- WORK TO DO
Please rewrite the lines of the material with every "man's arm" swapped for "man's hand", changing nothing else, and leave the pictures out.

==============================

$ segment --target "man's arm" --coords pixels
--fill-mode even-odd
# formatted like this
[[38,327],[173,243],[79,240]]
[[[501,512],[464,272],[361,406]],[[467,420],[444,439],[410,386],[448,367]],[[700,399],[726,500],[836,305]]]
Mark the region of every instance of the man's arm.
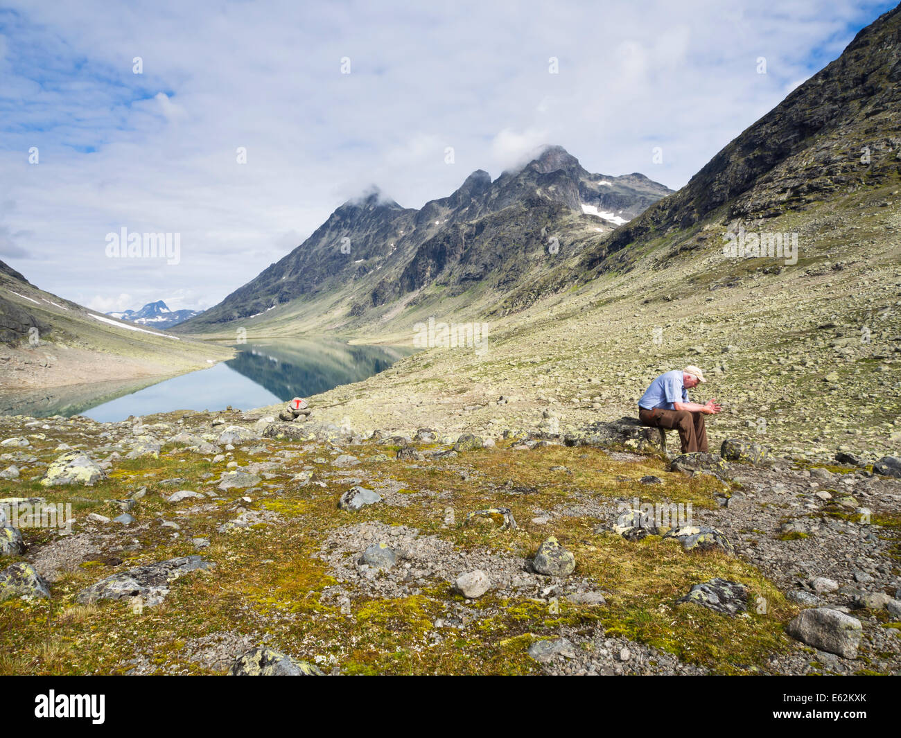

==============================

- COMPLETE OUTPUT
$ segment --target "man's hand" --coords pixels
--fill-mode even-odd
# formatted like this
[[38,327],[173,243],[79,240]]
[[[501,512],[464,272],[361,406]],[[467,420],[444,439],[410,386],[448,367]],[[700,399],[726,500],[836,305]]]
Mark the region of every instance of the man's hand.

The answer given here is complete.